Hay un detalle de suma importancia en el autorretrato: Podría pensarse que al pintar sus labios, el personaje debería observar lo que está haciendo, sin embargo aquí es distinto, la mirada del personaje no se dirige hacia abajo, hacia lo que podría intuirse como su boca en un espejo, sino hacia el frente, hacia el espectador. Este gesto es crucial pues además de dislocar la idea de la existencia de un hipotético espejo frente al cual se está pintando el personaje (en un segundo plano se puede observar una textura que sugiere la idea de mosaicos de baño y, normalmente, en un baño hay espejo) la mirada al frente establece un diálogo directo, conecta con quien observa y vuelve a poner sobre la mesa a la idea de dualidad: el observador es observado.
En un acto de inteligencia y manipulación que confirma los conocimientos sobre composición que el autor tiene, el lipstick y la perspectiva en el dibujo de los mosaicos del lado izquierdo son unas marcadísimas diagonales que direccionan la atención del espectador hacia la parte central de la imagen y que es justamente donde se encuentran el ojo más iluminado y la boca, elementos cuya importancia compositiva y connotaciones se ven reforzadas gracias a lo anterior.
El formato es pequeño pero eficaz; es íntimo, como el acto de la creación, como pintar, como pintarse. Ser varón y maquillarse es desafiar clichés de pensamiento y, si bien la imagen sugiere una escena de baño, íntima y privada, la obra hace público el desafío al ser expuesta y observar a quien la observa.

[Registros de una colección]
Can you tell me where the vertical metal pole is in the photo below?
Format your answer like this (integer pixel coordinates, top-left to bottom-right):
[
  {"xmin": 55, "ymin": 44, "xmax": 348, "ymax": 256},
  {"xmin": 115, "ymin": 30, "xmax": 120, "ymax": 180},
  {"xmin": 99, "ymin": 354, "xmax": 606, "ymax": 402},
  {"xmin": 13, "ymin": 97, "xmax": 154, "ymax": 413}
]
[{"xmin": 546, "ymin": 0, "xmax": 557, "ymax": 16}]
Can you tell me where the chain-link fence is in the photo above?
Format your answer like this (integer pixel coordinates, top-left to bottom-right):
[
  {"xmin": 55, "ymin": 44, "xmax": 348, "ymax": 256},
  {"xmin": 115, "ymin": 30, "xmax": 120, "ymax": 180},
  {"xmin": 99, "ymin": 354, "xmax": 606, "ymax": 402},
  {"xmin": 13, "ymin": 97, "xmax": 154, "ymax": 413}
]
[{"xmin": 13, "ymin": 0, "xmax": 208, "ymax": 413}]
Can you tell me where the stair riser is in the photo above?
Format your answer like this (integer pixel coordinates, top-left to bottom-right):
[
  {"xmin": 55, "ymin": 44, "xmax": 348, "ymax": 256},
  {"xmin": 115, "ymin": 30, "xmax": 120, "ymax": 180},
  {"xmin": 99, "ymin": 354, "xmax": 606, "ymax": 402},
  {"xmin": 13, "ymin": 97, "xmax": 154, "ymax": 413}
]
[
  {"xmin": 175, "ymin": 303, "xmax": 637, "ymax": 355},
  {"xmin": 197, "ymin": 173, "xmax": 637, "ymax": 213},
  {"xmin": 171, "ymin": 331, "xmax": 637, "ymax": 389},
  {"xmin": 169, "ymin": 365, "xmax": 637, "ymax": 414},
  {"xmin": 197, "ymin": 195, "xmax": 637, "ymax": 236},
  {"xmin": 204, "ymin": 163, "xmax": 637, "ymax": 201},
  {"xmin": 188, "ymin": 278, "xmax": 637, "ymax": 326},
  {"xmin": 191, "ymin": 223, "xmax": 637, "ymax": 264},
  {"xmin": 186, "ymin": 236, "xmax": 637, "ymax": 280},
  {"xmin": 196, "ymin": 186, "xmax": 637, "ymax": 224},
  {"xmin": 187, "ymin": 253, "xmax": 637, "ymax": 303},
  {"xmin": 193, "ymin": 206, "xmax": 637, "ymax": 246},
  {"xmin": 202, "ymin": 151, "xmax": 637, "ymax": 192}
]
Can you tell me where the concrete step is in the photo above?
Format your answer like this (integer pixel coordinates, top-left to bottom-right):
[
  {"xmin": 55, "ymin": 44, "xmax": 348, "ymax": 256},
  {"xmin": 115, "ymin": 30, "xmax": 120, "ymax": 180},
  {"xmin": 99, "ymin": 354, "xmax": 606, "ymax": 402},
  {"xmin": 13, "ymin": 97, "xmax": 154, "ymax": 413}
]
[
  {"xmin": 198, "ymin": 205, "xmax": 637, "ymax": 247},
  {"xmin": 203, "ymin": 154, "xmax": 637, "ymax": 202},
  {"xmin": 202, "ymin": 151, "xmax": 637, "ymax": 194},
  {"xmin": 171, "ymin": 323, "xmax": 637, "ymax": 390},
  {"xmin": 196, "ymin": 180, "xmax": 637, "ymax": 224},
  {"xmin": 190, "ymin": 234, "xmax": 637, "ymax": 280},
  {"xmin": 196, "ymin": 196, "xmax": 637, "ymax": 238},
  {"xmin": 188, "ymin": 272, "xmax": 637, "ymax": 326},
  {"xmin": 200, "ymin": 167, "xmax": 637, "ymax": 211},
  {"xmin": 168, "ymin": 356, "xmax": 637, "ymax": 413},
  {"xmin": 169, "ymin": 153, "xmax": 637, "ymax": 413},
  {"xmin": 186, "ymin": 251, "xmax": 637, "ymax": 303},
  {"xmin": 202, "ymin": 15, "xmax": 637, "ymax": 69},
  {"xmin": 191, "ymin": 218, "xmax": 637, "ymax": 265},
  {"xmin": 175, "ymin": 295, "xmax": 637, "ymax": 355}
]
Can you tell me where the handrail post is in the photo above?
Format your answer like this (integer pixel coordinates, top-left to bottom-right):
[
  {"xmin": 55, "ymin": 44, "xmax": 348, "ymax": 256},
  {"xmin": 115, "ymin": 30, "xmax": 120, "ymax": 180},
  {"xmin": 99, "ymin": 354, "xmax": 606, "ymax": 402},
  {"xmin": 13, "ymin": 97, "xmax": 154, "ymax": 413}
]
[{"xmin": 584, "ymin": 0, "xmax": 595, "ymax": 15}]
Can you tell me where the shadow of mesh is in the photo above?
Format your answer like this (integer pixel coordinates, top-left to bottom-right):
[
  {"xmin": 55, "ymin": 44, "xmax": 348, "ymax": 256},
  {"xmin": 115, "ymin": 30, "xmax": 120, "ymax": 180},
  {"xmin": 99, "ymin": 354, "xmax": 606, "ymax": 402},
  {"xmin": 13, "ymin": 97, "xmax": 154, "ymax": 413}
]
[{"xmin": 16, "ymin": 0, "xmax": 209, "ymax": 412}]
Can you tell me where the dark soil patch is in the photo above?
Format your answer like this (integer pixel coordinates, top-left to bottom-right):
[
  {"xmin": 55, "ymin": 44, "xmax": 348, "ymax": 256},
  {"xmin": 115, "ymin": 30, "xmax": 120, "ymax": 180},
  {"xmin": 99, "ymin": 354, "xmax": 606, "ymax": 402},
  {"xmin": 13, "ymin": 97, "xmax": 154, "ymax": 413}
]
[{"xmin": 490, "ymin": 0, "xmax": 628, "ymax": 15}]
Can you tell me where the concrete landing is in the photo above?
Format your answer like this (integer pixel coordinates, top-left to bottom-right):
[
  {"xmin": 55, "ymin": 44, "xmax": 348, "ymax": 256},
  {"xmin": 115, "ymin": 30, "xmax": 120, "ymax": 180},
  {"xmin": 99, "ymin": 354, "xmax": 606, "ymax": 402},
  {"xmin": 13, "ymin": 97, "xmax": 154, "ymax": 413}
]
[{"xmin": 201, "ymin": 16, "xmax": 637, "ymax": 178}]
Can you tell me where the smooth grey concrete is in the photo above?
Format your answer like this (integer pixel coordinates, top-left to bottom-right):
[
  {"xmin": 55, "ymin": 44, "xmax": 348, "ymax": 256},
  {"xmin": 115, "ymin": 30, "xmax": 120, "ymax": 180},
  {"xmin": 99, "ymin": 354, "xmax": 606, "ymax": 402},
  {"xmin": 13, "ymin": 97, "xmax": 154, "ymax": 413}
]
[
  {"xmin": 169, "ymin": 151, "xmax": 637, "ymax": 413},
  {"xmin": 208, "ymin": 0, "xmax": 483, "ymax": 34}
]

#### [Tarea A]
Según el pasaje sobre el autorretrato, ¿hacia dónde dirige la mirada el personaje mientras se pinta los labios?
#### [Tarea B]
Copia literalmente el pasaje sobre el autorretrato desde "El formato es" hasta "quien la observa.".

#### [Respuesta A]
Hacia el frente, hacia el espectador.

#### [Respuesta B]
El formato es pequeño pero eficaz; es íntimo, como el acto de la creación, como pintar, como pintarse. Ser varón y maquillarse es desafiar clichés de pensamiento y, si bien la imagen sugiere una escena de baño, íntima y privada, la obra hace público el desafío al ser expuesta y observar a quien la observa.